(Stored dataset items)
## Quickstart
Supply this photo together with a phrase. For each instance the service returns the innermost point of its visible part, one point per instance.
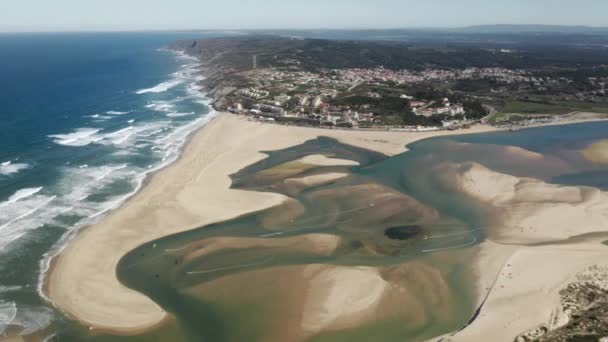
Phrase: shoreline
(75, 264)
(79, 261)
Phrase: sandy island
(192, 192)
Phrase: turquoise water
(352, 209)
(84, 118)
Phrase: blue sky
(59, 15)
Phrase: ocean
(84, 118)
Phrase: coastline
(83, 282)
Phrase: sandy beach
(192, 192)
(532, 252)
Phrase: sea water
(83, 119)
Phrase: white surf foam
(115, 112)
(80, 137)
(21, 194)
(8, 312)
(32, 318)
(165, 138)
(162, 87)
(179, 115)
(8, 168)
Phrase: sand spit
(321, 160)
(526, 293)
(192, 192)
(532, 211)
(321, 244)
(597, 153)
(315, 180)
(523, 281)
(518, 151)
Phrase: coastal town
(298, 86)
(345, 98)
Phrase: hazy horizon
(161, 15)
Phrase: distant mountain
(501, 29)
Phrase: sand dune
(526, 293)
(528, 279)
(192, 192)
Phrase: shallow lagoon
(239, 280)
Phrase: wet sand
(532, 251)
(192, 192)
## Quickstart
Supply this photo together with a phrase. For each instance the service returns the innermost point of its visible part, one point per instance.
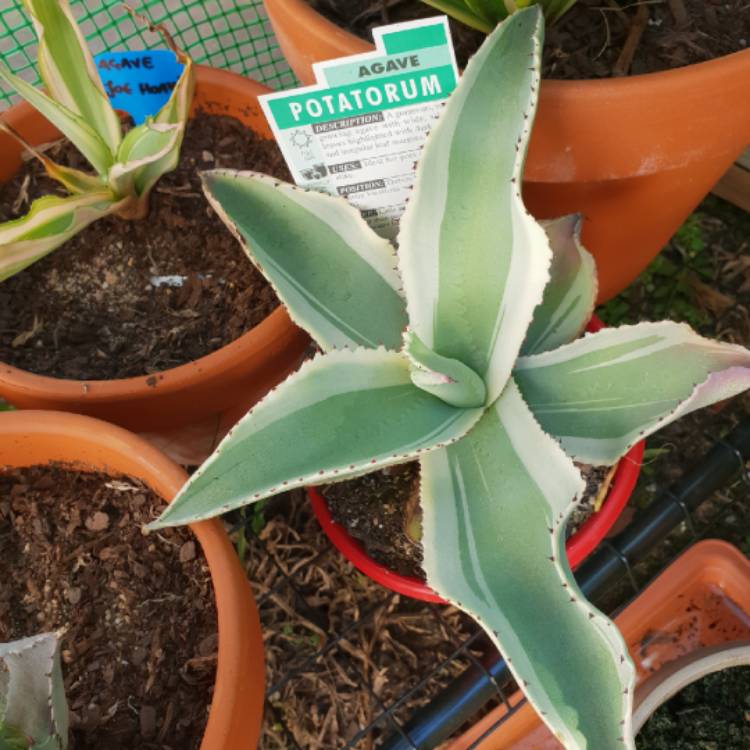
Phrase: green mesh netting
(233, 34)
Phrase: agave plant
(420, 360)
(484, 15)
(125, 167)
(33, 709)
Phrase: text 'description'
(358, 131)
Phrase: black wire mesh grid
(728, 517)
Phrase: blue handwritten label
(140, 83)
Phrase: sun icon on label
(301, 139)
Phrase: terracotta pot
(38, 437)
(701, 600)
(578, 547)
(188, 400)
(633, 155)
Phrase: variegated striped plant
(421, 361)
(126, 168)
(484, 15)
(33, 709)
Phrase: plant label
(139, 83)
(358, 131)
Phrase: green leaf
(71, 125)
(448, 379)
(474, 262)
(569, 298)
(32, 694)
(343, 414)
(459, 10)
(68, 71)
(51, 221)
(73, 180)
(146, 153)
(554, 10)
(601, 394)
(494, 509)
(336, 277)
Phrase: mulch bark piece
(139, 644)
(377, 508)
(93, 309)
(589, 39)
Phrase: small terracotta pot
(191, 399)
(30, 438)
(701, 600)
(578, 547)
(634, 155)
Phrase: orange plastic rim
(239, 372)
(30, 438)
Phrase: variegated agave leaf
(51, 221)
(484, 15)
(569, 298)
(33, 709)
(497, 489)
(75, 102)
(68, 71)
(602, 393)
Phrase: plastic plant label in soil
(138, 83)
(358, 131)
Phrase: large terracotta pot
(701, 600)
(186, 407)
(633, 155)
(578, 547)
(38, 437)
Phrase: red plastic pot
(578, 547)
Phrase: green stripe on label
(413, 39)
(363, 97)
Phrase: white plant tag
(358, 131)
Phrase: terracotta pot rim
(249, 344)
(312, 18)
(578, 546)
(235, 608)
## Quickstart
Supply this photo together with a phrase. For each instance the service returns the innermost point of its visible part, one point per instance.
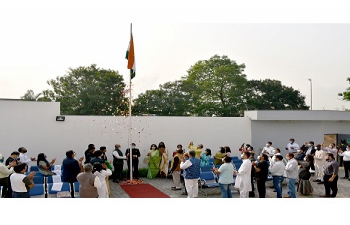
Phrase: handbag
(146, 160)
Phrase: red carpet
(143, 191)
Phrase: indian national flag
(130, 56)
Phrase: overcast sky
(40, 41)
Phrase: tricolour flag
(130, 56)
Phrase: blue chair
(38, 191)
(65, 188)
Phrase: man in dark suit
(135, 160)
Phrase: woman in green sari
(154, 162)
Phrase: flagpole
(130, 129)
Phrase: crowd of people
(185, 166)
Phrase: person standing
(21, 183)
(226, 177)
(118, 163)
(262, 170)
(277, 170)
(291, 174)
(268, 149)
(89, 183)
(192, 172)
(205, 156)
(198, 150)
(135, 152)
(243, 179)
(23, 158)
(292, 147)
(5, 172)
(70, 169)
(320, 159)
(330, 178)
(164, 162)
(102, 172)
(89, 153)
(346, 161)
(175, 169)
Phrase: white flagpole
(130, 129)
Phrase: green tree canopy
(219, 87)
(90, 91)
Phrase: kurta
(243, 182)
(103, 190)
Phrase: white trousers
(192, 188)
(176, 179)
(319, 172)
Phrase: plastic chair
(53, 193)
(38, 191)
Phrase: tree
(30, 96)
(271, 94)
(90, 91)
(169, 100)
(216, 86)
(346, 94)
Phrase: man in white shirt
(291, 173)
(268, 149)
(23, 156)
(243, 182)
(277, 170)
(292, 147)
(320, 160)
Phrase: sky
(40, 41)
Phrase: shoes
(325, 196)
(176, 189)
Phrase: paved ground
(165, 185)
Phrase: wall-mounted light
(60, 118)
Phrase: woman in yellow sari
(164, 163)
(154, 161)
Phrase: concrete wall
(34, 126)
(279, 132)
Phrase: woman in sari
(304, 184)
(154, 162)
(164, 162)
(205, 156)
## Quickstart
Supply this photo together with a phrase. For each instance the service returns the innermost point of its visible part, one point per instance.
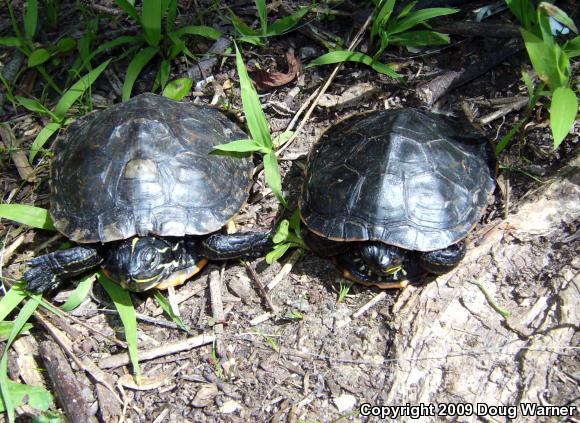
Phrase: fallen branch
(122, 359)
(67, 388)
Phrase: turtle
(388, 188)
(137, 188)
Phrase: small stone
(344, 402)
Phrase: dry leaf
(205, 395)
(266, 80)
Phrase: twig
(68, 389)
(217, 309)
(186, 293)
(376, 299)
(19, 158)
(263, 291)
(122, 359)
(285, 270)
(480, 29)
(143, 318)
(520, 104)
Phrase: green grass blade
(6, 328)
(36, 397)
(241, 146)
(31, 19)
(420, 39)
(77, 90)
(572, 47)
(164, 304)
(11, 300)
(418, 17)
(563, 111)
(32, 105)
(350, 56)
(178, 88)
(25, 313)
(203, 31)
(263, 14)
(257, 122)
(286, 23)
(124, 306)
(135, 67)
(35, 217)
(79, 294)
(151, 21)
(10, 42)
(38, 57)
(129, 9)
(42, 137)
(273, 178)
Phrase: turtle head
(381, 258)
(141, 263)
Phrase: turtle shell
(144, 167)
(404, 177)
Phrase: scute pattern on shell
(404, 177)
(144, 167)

EXERCISE DETAILS:
Copy out each line word for word, please, skipping the images.

THE ANSWER:
## Quickstart
Supply this photo together with a phrase. For each instance the service returns the innermost point of its visible part, one point per instance.
Phrase: shoreline
(75, 264)
(79, 261)
Phrase: sandy island
(192, 192)
Phrase: turquoise water
(352, 209)
(84, 118)
Phrase: blue sky
(59, 15)
Phrase: ocean
(84, 118)
Phrase: coastline
(83, 282)
Phrase: sandy beach
(192, 192)
(532, 252)
Phrase: sea water
(83, 119)
Phrase: white surf foam
(115, 112)
(80, 137)
(21, 194)
(8, 312)
(32, 318)
(165, 138)
(162, 87)
(179, 115)
(8, 168)
Phrase: sand spit
(321, 160)
(526, 293)
(192, 192)
(532, 211)
(321, 244)
(597, 153)
(315, 180)
(523, 281)
(518, 151)
Phrase: coastal town
(298, 86)
(345, 98)
Phrase: hazy horizon
(161, 15)
Phrase: distant mountain
(501, 29)
Phrase: sand dune
(526, 293)
(528, 279)
(192, 192)
Phrase: shallow lagoon
(239, 280)
Phrase: wet sand
(532, 251)
(192, 192)
## Quickstart
Supply this photo together with a phrase. For each instance the service returns the innermost point of its visible part, one point per instance.
Phrase: green mesh netting
(233, 34)
Phrase: agave plant
(420, 360)
(484, 15)
(125, 167)
(33, 709)
Phrase: text 'description'
(358, 131)
Phrase: black wire mesh grid
(728, 517)
Phrase: blue handwritten label
(140, 83)
Phrase: sun icon on label
(301, 139)
Phrase: terracotta pot
(38, 437)
(701, 600)
(578, 547)
(188, 400)
(633, 155)
Phrase: variegated striped plant
(421, 361)
(126, 168)
(484, 15)
(33, 709)
Phrase: plant label
(139, 83)
(358, 131)
Phrase: green leaf
(71, 125)
(448, 379)
(474, 262)
(569, 298)
(32, 694)
(343, 414)
(459, 10)
(68, 71)
(51, 221)
(73, 180)
(146, 153)
(554, 10)
(601, 394)
(494, 509)
(336, 277)
Phrase: mulch bark piece
(139, 644)
(377, 508)
(93, 309)
(589, 39)
Phrase: small terracotta pot
(191, 399)
(30, 438)
(701, 600)
(578, 547)
(634, 155)
Phrase: orange plastic rim
(239, 372)
(30, 438)
Phrase: variegated agave leaf
(51, 221)
(484, 15)
(569, 298)
(33, 709)
(497, 489)
(75, 102)
(68, 71)
(602, 393)
Phrase: plastic plant label in soil
(138, 83)
(358, 131)
Phrase: large terracotta pot
(701, 600)
(186, 407)
(633, 155)
(578, 547)
(38, 437)
Phrase: red plastic pot
(578, 547)
Phrase: green stripe on label
(413, 39)
(363, 97)
Phrase: white plant tag
(358, 131)
Phrase: terracotta pot rim
(249, 344)
(312, 18)
(578, 546)
(235, 608)
## Quickstart
Supply this photo together with a phrase. For each instance the service returns the innermost point of its visible part, one point per instance.
Phrase: handbag
(146, 160)
Phrase: red carpet
(143, 191)
Phrase: indian national flag
(130, 56)
Phrase: overcast sky
(40, 41)
Phrase: tricolour flag
(130, 56)
Phrase: blue chair
(38, 191)
(65, 188)
Phrase: man in dark suit
(135, 160)
Phrase: woman in green sari
(154, 162)
Phrase: flagpole
(130, 129)
Phrase: crowd of people
(185, 166)
Phrase: person standing
(21, 183)
(226, 177)
(118, 163)
(262, 170)
(277, 170)
(291, 174)
(268, 149)
(89, 183)
(192, 172)
(205, 156)
(198, 150)
(135, 152)
(243, 179)
(23, 158)
(292, 147)
(5, 172)
(70, 169)
(320, 159)
(330, 178)
(164, 162)
(102, 172)
(89, 153)
(346, 161)
(175, 169)
Phrase: white flagpole
(130, 129)
Phrase: green tree canopy
(219, 87)
(90, 91)
Phrase: kurta
(243, 182)
(103, 190)
Phrase: white trousers
(192, 188)
(176, 179)
(319, 172)
Phrase: plastic chair
(53, 193)
(38, 191)
Phrase: tree
(30, 96)
(271, 94)
(90, 91)
(169, 100)
(216, 86)
(346, 94)
Phrase: man in white shirt
(291, 173)
(268, 149)
(23, 156)
(243, 182)
(277, 170)
(292, 147)
(320, 160)
Phrase: sky
(40, 41)
Phrase: shoes
(325, 196)
(176, 189)
Phrase: paved ground
(165, 185)
Phrase: wall-mounted light
(60, 118)
Phrase: woman in yellow sari
(164, 163)
(154, 161)
Phrase: concrete wall
(34, 126)
(279, 132)
Phrase: woman in sari
(304, 184)
(154, 162)
(164, 162)
(205, 156)
## Quickstart
Supply this photo together with a phrase. For each instance the service returns the innermost point of its visible part, one point per instance.
Phrase: fallen branch
(122, 359)
(67, 388)
Phrase: turtle
(388, 188)
(137, 188)
Phrase: small stone
(344, 402)
Phrase: dry leaf
(205, 395)
(266, 80)
Phrase: twig
(68, 389)
(217, 309)
(186, 293)
(376, 299)
(19, 158)
(263, 291)
(122, 359)
(285, 270)
(480, 29)
(143, 318)
(520, 104)
Phrase: green grass blade
(6, 328)
(36, 397)
(241, 146)
(31, 19)
(420, 39)
(77, 90)
(572, 47)
(164, 304)
(11, 300)
(418, 17)
(563, 111)
(32, 105)
(350, 56)
(178, 88)
(25, 313)
(203, 31)
(263, 14)
(257, 122)
(286, 23)
(124, 306)
(135, 67)
(35, 217)
(79, 294)
(151, 21)
(10, 42)
(38, 57)
(129, 9)
(42, 137)
(273, 178)
Phrase: turtle head
(381, 258)
(141, 263)
Phrase: turtle shell
(144, 167)
(404, 177)
Phrase: scute pattern on shell
(404, 177)
(144, 167)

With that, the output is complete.